─── RECORDED INFORMATION ───

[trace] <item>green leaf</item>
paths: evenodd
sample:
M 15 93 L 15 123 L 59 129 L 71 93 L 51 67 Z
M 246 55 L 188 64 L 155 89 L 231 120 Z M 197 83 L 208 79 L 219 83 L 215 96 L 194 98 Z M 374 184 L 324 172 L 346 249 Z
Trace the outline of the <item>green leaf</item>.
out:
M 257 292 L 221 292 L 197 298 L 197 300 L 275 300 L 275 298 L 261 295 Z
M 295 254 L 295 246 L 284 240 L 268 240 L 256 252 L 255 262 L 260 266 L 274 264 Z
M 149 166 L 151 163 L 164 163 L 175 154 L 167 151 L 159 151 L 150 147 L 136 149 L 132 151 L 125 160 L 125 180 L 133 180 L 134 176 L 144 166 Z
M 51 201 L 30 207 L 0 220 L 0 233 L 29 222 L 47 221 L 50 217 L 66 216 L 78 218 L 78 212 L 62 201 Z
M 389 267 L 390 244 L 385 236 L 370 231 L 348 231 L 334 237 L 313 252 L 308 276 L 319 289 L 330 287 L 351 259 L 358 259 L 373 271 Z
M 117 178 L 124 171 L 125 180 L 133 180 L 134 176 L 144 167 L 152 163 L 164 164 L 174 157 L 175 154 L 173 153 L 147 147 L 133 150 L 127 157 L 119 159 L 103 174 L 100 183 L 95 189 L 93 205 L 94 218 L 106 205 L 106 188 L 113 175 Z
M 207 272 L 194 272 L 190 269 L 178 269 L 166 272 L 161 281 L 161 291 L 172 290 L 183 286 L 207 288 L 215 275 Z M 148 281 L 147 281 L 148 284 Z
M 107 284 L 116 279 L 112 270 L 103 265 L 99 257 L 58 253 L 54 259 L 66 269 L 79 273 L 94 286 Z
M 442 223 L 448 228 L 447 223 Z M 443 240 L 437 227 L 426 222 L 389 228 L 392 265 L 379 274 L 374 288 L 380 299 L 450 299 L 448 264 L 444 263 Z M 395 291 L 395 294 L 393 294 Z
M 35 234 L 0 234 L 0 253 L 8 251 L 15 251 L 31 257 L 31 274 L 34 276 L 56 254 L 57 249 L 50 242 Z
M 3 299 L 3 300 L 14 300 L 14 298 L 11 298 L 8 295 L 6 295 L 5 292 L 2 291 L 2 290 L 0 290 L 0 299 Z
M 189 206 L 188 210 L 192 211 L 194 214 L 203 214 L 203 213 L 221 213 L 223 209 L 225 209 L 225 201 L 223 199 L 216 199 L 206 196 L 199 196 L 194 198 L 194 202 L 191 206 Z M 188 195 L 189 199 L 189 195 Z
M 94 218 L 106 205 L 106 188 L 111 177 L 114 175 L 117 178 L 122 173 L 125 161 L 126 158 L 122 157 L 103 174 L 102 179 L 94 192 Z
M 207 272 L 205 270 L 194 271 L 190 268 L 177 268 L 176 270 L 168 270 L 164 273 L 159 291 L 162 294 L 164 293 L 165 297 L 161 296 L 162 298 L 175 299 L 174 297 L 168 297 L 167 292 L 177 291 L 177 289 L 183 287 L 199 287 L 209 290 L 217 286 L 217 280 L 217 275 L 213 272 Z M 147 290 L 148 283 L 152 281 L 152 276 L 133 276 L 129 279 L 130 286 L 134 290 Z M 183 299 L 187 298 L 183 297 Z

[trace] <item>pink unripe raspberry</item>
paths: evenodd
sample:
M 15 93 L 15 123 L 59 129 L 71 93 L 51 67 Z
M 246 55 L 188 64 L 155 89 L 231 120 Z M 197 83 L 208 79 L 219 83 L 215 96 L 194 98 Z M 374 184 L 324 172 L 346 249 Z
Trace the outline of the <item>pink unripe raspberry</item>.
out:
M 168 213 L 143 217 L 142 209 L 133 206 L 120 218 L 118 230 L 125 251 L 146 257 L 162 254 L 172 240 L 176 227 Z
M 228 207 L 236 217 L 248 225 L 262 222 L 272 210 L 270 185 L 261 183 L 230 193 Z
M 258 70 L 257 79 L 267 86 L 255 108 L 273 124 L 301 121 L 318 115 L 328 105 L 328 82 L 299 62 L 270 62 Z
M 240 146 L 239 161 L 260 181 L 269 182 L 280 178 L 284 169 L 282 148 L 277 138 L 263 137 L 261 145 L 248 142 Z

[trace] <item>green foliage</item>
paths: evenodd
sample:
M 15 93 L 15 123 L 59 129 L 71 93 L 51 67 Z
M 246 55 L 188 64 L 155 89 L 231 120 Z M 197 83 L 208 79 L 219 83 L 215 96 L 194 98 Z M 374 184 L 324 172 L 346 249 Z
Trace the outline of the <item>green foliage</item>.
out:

───

EXERCISE AIM: For each line in the entries that contains the string "green", make a copy.

COMPLETED EXERCISE:
[trace] <item>green leaf</item>
Trace the outline of the <item>green leaf</item>.
[trace] <item>green foliage</item>
Trace the outline of the <item>green foliage</item>.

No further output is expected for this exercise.